— Tarea planteada A —
Responde según el artículo sobre la enseñanza:
(i) ¿Qué dos factores hacen que exista una enorme pluralidad de voces en la enseñanza?
(ii) ¿Dónde dice el texto que hay que buscar el control ideológico y moral de la labor docente?
(iii) ¿Qué es la escuela pública, según el texto?

— Página —
Les enseñaron cosas. Aprendieron con ellos. Aprendieron conocimientos.
Conocimientos que en los siguientes cursos les facilitaron la vida para
aprender nuevos conocimientos. No hablan así de aquellos que fueron buenos o cariñosos
con ellos, aunque eso lo valoren. A esos profesores los aprecian pero no suelen ser
los que los marcan. De los que hablan con esa profunda admiración adolescente
que solo surge en los momentos especiales son de los otros, de los que les
enseñaron de verdad, de los que les abrieron las puertas de saber. Aunque solo
fuese una rendija durante un solo curso.
La
enseñanza de contenidos (eso que algunos llaman "instrucción" de manera despectiva) es la única que, paradójicamente, deja
espacio al alumno para la crítica y la rebelión. Para el uso de la razón y de
la reflexión. No se puede enseñar nada desde la nada. No se puede aprender nada
cuando la nada inunda las aulas. Por mucho que las "flipeemos". Solo desde una defensa expresa del conocimiento podemos defender una escuela realmente
útil para la sociedad. Por eso hay que luchar contra ese mantra liberal que,
desgraciadamente, los viejos y caducos partidos socialdemócratas europeos han
terminado asumiendo como propio: "hay que poner la escuela al servicio de
la sociedad". En absoluto. La escuela (pública) es un servicio de la
sociedad a sus ciudadanos.
El
alumno solo encontrará ese espacio de libertad en las escuelas si sus
profesores no son elegidos por empresas, entidades religiosas o estados
totalitarios. Es irónico que aquellos que defienden poner el dinero público en
manos de empresas privadas u organizaciones religiosas para que eduquen a sus
hijos según sus limitantes principios ideológicos son los mismos que lanzan cada
día soflamas histéricas sobre el supuesto control ideológico de los alumnos por
parte del Estado a través de los profesores funcionarios. Hay que no tener ni puñetera
idea de cómo funcionan los IES y los colegios públicos para creerse algo así. La
oposiciones y el anoréxico mercado laboral hacen que exista una enorme
pluralidad de voces en la enseñanza. ¿Control ideológico de la información que
le llega a los alumnos? ¿Control ideológico y moral de la labor docente? No lo duden, si quieren encontrarlo saben
dónde buscar: en la enseñanza privada y privada-concertada.
Actualmente
vivimos inmersos en una nueva batalla por la "modernidad" de la
educación. De momento apenas roza el día el día de las aulas pero se está
convirtiendo en una clamor mediático que construye los cimientos para el asalto
final del capitalismo al mundo de la enseñanza ¿Eres profesor? Pues o eres
innovador o eres una rémora. Y por innovación hay que dejar de pensar en nuevas
tecnologías. La cosa no va por ahí.La
"nueva" educación psicoafectiva, cuyos mayores defensoresse encuentran curiosamente en cierta clase
media pijoprogre que ha convertido la crianza de los hijos en un proyecto vital
totalitario, intenta modelar emocionalmente a los alumnos y (re)construirlos
según valores pretendidamente positivos.

— Tarea planteada B —
Convierte el listado en un CSV de dos columnas llamadas entrada y salida. Abarca desde su comienzo hasta la línea que contiene "[19,82,33,100]", ambas incluidas. Cada fila lleva un texto en entrada y su respuesta en salida, cada uno en un solo campo entre comillas y con los saltos de línea sustituidos por espacios.

— Fragmentos de datos de cuadros delimitadores —
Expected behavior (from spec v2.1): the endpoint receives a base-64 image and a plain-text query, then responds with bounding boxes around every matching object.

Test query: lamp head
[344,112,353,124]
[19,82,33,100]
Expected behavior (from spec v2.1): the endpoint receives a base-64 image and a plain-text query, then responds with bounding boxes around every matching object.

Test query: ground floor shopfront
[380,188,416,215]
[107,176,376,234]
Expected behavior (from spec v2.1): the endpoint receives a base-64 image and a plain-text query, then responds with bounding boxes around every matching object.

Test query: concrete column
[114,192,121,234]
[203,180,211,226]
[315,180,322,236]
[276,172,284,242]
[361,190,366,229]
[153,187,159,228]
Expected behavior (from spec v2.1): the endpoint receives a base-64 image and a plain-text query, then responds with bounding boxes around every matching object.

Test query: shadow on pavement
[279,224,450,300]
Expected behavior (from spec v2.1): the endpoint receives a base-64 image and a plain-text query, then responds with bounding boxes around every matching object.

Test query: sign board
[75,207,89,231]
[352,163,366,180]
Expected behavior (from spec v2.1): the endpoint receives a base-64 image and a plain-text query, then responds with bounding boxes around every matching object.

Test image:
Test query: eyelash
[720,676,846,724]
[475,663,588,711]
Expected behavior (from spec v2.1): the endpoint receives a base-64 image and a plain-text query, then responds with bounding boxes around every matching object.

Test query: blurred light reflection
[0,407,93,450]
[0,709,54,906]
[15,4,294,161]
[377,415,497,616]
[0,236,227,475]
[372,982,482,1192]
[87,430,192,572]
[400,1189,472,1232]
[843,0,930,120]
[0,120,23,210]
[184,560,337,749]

— Resultado A —
(i) Las oposiciones y el anoréxico mercado laboral.
(ii) En la enseñanza privada y privada-concertada.
(iii) Un servicio de la sociedad a sus ciudadanos.

— Resultado B —
entrada,salida
"Expected behavior (from spec v2.1): the endpoint receives a base-64 image and a plain-text query, then responds with bounding boxes around every matching object. Test query: lamp head","[344,112,353,124] [19,82,33,100]"